(Position annotation records)
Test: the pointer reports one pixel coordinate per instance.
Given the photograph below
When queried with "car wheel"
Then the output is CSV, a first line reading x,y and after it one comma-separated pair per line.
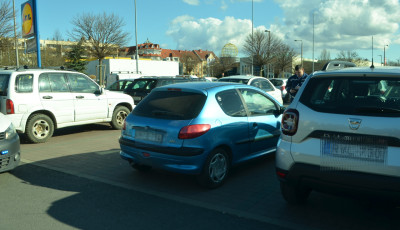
x,y
215,169
119,115
140,168
39,128
294,194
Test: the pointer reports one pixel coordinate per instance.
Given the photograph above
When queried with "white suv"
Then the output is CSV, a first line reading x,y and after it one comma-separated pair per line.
x,y
41,100
341,135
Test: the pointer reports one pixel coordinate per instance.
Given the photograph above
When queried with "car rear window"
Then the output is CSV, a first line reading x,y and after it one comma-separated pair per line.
x,y
172,105
4,78
378,96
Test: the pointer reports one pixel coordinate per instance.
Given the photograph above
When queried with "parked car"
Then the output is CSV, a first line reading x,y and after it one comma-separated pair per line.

**Given request**: Retype every line of the data above without any changes, and leave out the pictures.

**Response to this exercise**:
Test: the pointer reports one pixel coordinate per instance.
Given the photograph below
When queried with "car wheel"
Then the output is CSV, a first line reading x,y and after it one comma-separated pair per line.
x,y
215,169
119,115
140,168
39,128
294,194
Test: the pointer reports one pixel coordinate per instance.
Given the photograph above
When queried with "white suv"
Then the output is CSV, a first line reading x,y and after it one comma-separated pair per line.
x,y
41,100
341,135
Test: the pointer reports one pixel coordinate per instance.
Given the photograph above
When queried with "car rear window"
Then the output is CSV, a first line reading x,y and after it one comma-separated pair per line.
x,y
172,105
4,78
378,96
Test: the pointer reports one pixel coordinate per instance.
Given the photograph above
When queried with "parked car"
Then the output is CSV, a first line reading x,y and after it one comma-separated pair per line.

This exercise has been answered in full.